— START RECORDS FOR THIS EXERCISE —

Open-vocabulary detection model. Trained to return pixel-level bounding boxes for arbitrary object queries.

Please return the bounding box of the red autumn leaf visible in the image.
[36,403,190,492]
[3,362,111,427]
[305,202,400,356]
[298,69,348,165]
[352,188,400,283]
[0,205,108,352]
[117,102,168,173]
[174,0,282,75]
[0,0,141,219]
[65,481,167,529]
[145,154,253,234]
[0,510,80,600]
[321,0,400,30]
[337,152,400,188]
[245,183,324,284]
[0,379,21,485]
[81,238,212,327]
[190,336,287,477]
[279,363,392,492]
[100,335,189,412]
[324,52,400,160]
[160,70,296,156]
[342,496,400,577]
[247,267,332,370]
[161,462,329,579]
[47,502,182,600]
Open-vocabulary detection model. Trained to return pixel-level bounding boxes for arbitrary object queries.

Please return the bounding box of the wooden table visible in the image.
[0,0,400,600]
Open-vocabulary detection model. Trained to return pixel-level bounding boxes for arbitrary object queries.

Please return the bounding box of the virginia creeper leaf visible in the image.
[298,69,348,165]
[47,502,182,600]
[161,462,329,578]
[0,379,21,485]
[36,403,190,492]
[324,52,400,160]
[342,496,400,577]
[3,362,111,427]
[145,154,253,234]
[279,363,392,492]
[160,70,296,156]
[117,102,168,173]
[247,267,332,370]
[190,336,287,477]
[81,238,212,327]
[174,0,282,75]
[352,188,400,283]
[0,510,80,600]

— END RECORDS FOR THIS EXERCISE —
— START RECORDS FOR THIS EXERCISE —

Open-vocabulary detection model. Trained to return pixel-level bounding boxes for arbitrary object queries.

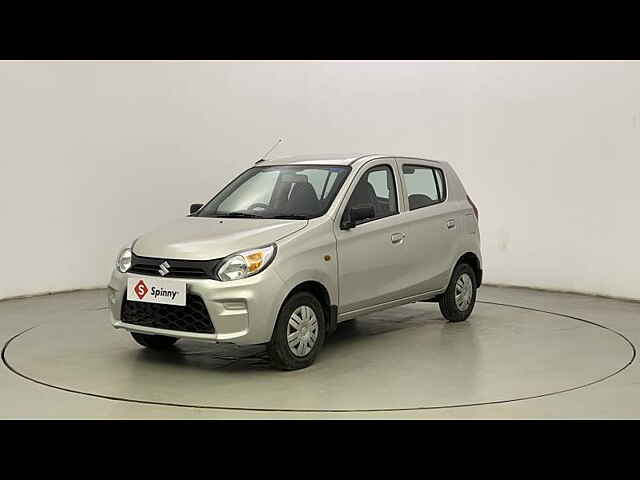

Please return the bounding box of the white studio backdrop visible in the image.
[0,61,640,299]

— END RECORDS FOR THIS EXERCISE —
— START RECORDS FOR THIS EXERCISE —

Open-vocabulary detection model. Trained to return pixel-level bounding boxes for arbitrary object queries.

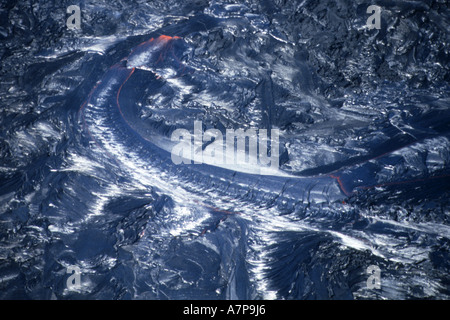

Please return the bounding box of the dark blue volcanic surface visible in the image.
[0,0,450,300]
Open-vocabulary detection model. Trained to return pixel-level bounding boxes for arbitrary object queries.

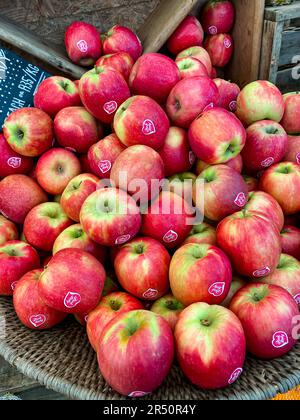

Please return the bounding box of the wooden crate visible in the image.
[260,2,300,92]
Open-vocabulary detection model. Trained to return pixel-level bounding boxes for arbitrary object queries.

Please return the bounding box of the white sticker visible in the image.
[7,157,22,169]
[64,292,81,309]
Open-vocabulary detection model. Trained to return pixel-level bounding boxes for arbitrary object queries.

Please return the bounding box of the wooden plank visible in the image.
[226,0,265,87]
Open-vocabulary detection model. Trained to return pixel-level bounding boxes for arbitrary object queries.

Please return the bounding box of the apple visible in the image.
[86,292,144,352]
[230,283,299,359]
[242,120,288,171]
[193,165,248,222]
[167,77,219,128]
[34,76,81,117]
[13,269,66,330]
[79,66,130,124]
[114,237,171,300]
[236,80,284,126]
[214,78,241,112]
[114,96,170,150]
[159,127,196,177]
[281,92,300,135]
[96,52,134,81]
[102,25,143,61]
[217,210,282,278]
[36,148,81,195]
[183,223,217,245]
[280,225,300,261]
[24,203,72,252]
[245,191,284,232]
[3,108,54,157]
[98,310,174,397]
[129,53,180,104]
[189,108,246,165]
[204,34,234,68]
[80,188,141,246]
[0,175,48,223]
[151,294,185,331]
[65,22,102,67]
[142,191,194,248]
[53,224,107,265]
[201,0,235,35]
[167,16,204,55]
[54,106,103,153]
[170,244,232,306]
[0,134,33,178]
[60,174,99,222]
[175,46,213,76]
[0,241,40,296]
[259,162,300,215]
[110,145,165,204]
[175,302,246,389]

— END RECORDS FOR THIS EXERCISE —

> [SET PROBLEM] Count the lines in the data above that contain the word "leaf", treating uppercase and lowercase as different, and reply with only that number.

> [REPLY TO THE EXERCISE] 2